*What is being asked*:
Reproduce the lines beginning with the one containing "Exercise. Tag every instance of the sandy" and continuing through the one containing "(1223, 306)", swapping "wet sand" for "damp sand" and leaving everything else unchanged.

*Given entries*:
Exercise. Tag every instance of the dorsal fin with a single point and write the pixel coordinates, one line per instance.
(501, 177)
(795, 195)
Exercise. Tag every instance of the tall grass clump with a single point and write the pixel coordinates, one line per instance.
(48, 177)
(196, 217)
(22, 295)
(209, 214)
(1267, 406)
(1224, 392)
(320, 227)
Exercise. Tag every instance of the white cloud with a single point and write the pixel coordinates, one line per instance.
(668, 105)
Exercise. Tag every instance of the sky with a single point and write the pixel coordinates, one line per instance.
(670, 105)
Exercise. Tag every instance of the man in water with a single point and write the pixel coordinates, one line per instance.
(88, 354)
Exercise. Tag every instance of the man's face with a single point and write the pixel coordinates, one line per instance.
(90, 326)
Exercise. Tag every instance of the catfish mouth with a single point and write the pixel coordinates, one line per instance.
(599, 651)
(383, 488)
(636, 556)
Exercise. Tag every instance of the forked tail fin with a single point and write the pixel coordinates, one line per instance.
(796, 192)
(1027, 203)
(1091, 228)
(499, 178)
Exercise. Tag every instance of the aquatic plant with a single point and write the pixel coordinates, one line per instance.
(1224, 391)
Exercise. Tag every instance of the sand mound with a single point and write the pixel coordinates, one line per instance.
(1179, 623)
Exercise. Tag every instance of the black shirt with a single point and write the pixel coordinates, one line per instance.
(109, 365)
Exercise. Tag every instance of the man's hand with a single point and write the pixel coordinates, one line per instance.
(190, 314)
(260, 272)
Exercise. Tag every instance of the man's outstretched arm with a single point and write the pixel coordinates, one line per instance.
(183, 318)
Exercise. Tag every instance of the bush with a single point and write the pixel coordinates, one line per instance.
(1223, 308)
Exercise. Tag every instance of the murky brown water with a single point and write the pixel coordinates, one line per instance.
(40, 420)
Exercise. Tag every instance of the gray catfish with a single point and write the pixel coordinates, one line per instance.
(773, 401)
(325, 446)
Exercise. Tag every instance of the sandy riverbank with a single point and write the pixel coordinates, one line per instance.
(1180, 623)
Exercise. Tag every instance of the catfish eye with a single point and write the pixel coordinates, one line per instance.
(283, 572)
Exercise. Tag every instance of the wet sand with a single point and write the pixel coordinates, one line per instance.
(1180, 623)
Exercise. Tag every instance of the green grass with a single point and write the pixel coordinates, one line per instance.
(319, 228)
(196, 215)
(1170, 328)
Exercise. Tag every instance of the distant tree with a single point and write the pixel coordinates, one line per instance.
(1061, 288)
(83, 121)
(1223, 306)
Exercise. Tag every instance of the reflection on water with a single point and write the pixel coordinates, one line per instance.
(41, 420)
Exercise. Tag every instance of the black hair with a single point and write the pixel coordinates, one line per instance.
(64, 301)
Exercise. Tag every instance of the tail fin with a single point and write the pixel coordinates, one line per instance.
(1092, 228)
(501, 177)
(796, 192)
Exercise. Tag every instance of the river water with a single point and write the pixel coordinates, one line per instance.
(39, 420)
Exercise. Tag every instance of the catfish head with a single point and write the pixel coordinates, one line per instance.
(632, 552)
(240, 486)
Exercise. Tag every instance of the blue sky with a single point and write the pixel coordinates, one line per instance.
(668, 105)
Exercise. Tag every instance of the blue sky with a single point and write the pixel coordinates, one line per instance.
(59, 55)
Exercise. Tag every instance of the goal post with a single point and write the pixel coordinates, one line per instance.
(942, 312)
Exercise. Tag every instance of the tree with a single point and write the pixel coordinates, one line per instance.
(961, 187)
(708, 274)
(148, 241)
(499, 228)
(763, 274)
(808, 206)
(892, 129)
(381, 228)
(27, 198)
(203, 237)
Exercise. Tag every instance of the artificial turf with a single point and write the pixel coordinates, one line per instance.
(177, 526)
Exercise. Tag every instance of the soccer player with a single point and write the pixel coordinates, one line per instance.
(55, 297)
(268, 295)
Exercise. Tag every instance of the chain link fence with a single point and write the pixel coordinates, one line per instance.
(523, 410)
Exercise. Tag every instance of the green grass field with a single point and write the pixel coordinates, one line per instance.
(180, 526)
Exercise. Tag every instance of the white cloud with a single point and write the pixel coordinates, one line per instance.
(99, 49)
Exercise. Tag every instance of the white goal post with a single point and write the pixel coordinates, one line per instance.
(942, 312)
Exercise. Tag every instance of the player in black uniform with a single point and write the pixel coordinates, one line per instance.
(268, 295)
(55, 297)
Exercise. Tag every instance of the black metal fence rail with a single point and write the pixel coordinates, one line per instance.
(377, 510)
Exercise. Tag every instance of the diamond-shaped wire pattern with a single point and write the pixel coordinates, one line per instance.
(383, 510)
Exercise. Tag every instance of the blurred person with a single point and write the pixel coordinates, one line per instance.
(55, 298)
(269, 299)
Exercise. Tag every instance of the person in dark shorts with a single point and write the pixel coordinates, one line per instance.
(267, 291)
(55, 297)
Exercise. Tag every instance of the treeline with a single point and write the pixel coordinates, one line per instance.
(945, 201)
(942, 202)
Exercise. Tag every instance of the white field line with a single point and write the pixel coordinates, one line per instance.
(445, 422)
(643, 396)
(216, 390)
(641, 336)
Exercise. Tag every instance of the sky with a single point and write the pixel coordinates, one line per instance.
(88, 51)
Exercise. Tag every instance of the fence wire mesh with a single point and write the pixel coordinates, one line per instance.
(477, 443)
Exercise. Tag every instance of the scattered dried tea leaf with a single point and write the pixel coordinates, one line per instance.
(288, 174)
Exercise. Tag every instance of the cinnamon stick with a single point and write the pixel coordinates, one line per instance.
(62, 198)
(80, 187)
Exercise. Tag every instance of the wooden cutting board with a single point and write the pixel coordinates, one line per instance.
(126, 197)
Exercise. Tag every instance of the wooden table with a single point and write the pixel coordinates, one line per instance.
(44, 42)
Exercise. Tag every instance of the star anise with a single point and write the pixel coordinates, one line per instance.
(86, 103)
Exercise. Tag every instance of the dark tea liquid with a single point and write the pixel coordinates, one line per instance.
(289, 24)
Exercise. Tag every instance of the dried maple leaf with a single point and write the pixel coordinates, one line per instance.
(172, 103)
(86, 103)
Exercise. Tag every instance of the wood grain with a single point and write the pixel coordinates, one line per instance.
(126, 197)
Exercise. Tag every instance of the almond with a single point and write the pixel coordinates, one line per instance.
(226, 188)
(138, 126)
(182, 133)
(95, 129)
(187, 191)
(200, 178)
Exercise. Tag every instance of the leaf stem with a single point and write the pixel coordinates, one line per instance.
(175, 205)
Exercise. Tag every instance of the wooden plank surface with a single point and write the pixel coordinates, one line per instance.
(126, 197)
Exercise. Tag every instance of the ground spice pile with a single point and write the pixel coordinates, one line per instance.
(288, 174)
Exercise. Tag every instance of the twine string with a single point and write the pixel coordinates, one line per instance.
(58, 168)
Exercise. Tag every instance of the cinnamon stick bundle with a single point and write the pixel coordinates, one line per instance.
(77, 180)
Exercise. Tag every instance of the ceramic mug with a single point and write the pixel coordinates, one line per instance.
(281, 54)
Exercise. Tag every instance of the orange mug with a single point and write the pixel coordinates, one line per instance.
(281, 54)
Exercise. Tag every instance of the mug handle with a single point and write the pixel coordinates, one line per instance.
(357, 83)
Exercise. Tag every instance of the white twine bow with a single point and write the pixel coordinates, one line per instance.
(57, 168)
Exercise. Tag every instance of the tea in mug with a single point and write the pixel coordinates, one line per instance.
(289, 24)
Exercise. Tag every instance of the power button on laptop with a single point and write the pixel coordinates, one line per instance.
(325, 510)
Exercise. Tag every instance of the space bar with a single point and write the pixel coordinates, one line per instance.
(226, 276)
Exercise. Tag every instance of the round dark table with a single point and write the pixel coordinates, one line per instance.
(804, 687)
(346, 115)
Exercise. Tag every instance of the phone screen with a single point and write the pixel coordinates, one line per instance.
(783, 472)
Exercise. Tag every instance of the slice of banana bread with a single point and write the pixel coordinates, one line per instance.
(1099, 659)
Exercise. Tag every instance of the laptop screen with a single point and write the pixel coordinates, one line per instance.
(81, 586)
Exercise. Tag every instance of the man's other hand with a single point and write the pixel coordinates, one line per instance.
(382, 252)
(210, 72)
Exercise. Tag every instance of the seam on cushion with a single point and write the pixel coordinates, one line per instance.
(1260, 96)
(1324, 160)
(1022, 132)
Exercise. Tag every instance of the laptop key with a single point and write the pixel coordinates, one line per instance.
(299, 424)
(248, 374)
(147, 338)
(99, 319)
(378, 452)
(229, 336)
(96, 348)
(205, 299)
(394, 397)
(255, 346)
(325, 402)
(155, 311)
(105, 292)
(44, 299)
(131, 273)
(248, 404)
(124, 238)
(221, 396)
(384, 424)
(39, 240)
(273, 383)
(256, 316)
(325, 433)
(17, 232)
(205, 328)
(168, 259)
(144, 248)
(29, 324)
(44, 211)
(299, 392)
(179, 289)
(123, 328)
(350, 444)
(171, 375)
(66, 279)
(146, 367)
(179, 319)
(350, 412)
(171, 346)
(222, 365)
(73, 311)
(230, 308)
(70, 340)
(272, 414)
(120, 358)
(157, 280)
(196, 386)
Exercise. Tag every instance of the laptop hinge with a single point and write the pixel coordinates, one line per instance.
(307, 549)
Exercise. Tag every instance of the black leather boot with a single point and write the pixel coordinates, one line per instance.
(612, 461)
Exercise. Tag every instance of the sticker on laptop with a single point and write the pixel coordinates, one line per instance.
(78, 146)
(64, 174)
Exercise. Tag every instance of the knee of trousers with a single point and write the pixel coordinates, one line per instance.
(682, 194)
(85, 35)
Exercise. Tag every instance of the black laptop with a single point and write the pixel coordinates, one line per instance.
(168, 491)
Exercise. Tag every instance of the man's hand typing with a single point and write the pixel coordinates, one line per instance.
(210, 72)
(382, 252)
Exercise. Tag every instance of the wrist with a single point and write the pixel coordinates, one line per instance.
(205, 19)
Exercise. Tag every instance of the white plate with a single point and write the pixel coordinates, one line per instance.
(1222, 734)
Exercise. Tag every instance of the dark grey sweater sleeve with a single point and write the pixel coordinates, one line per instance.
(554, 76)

*Result of the exercise*:
Exercise. Tag every instance of the sandy riverbank with a single point and write the pixel coordinates, one line per instance.
(1180, 623)
Exercise. Tag every instance of the catfish eye with a single point and write the pixel coordinates, one line per instance.
(283, 572)
Exercise. Tag every instance of the damp sand with a single point and write the pixel coordinates, one line per instance.
(1180, 623)
Exercise. Tag every instance of the green grass with a single point and write the pixel coordinates, one line per instance.
(319, 228)
(196, 215)
(1170, 328)
Exercise. Tag every instance of the distant tree with a single point and write the pixel coordinates, one line per instance.
(1061, 288)
(83, 121)
(1223, 306)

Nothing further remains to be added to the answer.